:: Problem statement ::
Please keep to the lines below from the one with "For every instance of the man's right" through the one with "[[241, 23], [276, 290], [139, 42], [299, 293]]", and restate them word for word, ends included.
*** Record extracts Section Begins ***
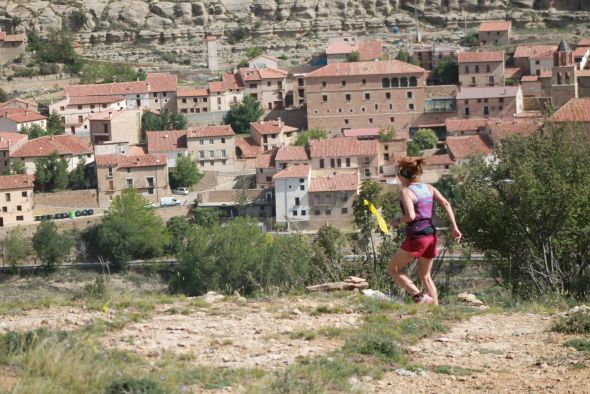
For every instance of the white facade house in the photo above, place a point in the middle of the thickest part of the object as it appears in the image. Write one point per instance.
(292, 193)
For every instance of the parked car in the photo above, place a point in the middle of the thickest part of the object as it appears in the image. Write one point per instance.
(181, 190)
(169, 202)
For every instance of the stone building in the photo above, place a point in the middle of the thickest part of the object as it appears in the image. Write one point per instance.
(494, 33)
(481, 68)
(359, 95)
(16, 199)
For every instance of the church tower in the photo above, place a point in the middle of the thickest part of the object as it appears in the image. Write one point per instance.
(564, 84)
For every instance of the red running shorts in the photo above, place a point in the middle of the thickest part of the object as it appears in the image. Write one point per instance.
(424, 246)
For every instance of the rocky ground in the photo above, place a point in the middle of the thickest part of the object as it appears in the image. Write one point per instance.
(492, 351)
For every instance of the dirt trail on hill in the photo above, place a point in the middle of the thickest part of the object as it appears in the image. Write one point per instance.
(500, 353)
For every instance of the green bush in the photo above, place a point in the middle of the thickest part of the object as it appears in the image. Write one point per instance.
(130, 385)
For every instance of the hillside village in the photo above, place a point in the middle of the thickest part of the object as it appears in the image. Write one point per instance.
(369, 108)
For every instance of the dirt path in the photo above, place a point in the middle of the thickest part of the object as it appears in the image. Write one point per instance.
(504, 353)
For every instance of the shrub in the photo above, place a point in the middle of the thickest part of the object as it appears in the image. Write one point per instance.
(130, 385)
(425, 139)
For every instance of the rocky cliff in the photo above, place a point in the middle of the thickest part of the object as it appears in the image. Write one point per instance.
(280, 25)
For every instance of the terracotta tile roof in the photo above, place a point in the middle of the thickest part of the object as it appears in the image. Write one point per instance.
(487, 92)
(248, 147)
(575, 110)
(438, 160)
(462, 147)
(81, 100)
(191, 92)
(12, 139)
(338, 182)
(269, 127)
(535, 51)
(343, 147)
(266, 160)
(370, 132)
(581, 51)
(131, 161)
(292, 153)
(340, 48)
(459, 125)
(480, 57)
(44, 146)
(500, 130)
(495, 26)
(216, 86)
(211, 131)
(370, 50)
(108, 89)
(21, 115)
(512, 72)
(294, 171)
(162, 82)
(166, 141)
(231, 82)
(365, 68)
(8, 103)
(11, 182)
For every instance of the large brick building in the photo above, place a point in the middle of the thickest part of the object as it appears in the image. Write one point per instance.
(358, 95)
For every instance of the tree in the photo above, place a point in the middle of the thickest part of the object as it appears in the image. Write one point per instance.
(130, 230)
(51, 246)
(14, 246)
(77, 178)
(529, 211)
(306, 135)
(353, 57)
(240, 116)
(447, 71)
(414, 149)
(55, 125)
(425, 138)
(185, 174)
(51, 173)
(387, 134)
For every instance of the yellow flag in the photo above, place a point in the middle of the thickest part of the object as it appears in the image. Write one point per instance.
(380, 220)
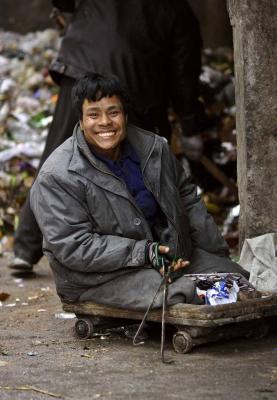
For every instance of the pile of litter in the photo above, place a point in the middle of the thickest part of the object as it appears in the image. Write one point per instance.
(27, 102)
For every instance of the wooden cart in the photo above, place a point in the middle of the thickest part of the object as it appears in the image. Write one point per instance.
(195, 324)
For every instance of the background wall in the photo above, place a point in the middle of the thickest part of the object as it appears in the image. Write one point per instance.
(30, 15)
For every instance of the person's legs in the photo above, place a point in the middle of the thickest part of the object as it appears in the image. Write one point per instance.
(28, 238)
(203, 262)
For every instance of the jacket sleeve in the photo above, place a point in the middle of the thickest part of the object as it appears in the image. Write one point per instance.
(203, 230)
(185, 67)
(67, 229)
(64, 5)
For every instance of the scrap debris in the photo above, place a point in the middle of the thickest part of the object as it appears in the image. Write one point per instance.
(31, 388)
(27, 101)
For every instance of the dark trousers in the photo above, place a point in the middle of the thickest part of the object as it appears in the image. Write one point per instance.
(28, 237)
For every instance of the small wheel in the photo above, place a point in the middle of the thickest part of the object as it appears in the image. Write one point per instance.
(182, 342)
(84, 328)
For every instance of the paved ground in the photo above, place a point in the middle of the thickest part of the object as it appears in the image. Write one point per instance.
(41, 359)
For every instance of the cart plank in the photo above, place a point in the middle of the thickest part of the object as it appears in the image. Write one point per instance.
(188, 314)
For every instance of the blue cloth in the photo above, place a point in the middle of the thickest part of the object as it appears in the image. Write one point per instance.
(128, 169)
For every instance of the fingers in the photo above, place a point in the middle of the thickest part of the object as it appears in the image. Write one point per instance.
(163, 249)
(179, 264)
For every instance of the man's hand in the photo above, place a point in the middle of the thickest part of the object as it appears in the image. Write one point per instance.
(159, 257)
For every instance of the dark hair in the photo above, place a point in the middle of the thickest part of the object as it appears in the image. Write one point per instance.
(94, 87)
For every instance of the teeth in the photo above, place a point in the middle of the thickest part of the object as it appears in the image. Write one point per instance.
(106, 134)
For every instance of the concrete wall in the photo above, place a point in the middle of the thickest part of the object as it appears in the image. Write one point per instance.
(255, 31)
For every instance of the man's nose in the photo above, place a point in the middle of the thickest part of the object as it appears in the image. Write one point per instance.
(104, 120)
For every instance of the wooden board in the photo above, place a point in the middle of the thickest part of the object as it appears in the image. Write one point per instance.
(188, 314)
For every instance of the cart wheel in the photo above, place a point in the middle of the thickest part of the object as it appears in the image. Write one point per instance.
(84, 328)
(182, 342)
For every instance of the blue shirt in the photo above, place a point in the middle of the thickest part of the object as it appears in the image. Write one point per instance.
(128, 169)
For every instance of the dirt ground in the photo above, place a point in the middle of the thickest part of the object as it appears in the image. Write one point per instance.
(41, 359)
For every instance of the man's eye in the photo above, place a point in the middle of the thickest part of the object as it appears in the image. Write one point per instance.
(114, 113)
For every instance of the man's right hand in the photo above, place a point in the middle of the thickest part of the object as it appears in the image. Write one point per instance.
(159, 257)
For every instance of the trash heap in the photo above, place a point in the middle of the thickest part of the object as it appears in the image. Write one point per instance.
(27, 102)
(216, 173)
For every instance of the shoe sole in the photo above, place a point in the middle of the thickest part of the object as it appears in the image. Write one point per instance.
(23, 268)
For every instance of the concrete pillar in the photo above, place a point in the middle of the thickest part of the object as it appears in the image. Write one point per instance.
(254, 25)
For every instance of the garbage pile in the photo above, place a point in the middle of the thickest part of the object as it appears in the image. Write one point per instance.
(223, 288)
(215, 172)
(27, 101)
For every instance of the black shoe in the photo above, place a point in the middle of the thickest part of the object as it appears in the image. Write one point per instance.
(20, 265)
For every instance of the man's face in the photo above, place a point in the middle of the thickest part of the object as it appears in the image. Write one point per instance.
(104, 125)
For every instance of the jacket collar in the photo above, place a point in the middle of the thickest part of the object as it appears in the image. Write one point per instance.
(82, 159)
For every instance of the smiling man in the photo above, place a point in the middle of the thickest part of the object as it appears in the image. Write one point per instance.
(114, 205)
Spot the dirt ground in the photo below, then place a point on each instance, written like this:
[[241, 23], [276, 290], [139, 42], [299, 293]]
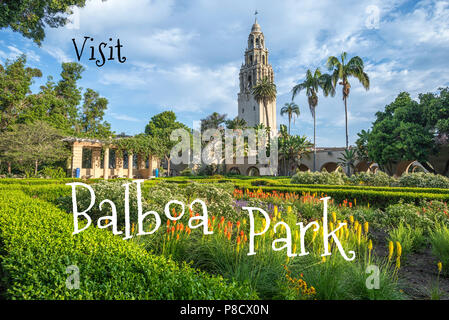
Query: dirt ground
[[418, 273]]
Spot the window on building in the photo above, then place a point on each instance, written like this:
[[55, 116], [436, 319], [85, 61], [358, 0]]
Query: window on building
[[125, 159], [112, 159], [86, 162]]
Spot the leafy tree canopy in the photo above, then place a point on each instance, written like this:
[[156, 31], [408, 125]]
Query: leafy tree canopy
[[30, 17]]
*** Record extracts Section Ends ***
:: Reply ::
For every instance of the man's right hand in the photo above, place a point in the middle of the thickest part of the object as it appears in the image. Write one point per instance.
(159, 257)
For every instance of the trash heap in the photo above, place a point in the middle of the thickest part of the object as it appears in the image. Write one point per instance.
(27, 102)
(216, 173)
For every instance of the shoe sole in the photo above, place a point in the middle of the thickest part of the object as it appears in the image. Write one point per instance.
(23, 268)
For every instance of the concrete pillar in the photo above, place a point in the middle of the thickest part of the object as it appears in the image. Write one point per instance.
(254, 25)
For every instance of the garbage pile in the photo above, place a point in the middle of the thickest part of the object as it appears in the image. Write one point per instance.
(223, 288)
(215, 172)
(27, 101)
For every instance of the black shoe in the photo above, place a point in the middle of the thickest part of the object as it appears in the image. Write one point per instance.
(20, 265)
For every instance of the man's face in the photo above, place a point in the middle of the thickest part of the object as it appears in the image. Write one point per instance.
(104, 125)
For every instance of the jacket collar in the photo above, place a point in the middle of the thickest part of the object as it appears in the image. Write one point per instance.
(82, 159)
For every instance of the smiling man in the photo above, place a point in the middle of the thickest part of the object as it appears in the image. Write one point per instance.
(114, 205)
Spot the dirt ground in the photo below, then place a point on each instance, written like this:
[[241, 23], [276, 290], [139, 42], [299, 293]]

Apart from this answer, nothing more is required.